◆ Short problem ◆
Can you copy every one of the records below word for word, keeping each line as it stands?

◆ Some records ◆
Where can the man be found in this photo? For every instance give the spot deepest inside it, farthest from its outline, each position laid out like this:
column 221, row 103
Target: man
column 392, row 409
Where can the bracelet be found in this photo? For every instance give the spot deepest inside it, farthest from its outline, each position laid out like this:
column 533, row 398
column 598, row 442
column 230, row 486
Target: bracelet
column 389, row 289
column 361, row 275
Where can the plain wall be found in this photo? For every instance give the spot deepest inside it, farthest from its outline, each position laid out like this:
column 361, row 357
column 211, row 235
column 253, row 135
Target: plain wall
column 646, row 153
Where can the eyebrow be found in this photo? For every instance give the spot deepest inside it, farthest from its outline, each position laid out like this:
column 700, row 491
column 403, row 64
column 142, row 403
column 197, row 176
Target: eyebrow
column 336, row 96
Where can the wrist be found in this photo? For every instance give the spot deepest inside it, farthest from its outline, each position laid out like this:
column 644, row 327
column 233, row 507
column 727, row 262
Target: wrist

◆ The completed task ◆
Where can the man be found in this photo? For every instance give the spot deepest inside it, farthest from its outline, each position laid out like this:
column 221, row 103
Target: man
column 392, row 409
Where can the bracelet be found in this photo? For every instance give the spot deepest inside it, farthest from its outline, each position laid out like this:
column 533, row 398
column 598, row 442
column 230, row 486
Target: bracelet
column 389, row 289
column 361, row 275
Where can the plain wall be found in this photo? For every instance give the spot deepest inside it, farthest from its outline, each position laid out like this:
column 361, row 357
column 211, row 235
column 253, row 135
Target: plain wall
column 646, row 153
Where can the eyebrow be found in this photo? For every instance give the spot deepest inside it, farthest from its outline, each position laid out like this:
column 700, row 491
column 403, row 64
column 142, row 403
column 197, row 176
Target: eyebrow
column 336, row 96
Where can the wrist be found in this photo? For every instance give the spot deepest inside it, farthest from its outline, each position laid out like this:
column 644, row 327
column 233, row 507
column 727, row 262
Target: wrist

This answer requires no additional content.